▶ [Objective] Which of the lines below contain the word "wooden"? Gather each of them and copy it out in full.

------ Information given ------

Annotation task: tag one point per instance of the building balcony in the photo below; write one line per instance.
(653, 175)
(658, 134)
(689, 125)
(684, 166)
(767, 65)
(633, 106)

------
------ Information given ------

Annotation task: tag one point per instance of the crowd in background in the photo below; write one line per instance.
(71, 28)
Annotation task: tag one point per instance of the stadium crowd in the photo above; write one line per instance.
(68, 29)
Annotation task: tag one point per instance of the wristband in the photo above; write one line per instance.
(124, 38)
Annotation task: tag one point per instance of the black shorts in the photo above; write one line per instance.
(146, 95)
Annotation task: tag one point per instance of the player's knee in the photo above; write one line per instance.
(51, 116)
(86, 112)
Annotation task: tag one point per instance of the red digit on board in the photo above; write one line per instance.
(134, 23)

------
------ Information given ------

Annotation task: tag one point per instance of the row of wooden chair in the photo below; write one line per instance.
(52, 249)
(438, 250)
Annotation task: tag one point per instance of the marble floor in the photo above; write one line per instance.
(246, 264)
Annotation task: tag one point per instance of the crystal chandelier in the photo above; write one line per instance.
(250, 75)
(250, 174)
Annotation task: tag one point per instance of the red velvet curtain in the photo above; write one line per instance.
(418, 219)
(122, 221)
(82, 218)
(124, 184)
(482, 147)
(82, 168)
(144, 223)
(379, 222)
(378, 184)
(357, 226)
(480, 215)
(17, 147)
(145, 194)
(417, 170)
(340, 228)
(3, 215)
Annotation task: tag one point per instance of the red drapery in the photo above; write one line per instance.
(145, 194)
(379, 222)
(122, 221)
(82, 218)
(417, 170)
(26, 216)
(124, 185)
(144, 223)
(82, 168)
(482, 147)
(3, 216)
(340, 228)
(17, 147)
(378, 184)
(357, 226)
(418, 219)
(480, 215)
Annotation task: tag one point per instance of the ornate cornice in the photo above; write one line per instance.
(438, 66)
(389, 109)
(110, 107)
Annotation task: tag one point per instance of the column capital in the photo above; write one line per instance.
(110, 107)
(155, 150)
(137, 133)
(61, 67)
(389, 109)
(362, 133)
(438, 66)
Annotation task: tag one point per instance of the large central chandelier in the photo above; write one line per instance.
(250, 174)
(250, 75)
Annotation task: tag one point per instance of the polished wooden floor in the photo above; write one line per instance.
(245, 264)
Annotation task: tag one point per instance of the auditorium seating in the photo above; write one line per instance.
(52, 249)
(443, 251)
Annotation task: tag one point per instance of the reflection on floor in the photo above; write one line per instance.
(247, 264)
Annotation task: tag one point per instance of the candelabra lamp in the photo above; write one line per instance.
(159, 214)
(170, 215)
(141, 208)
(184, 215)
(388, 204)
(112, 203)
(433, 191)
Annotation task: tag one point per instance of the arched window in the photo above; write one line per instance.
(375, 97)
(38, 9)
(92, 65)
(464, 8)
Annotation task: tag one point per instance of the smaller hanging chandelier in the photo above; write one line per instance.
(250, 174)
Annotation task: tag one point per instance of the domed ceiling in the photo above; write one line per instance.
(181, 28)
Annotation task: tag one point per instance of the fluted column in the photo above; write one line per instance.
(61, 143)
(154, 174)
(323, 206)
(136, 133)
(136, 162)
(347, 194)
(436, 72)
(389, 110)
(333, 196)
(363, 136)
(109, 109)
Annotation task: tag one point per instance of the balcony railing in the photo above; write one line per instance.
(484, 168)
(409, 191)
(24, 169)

------

▶ [Correct result]
Annotation task: tag one point per instance of the row of wooden chair in the photo below; write one line per instance.
Annotation task: tag one point per instance of the polished wooden floor in the photo above; write one line per instance.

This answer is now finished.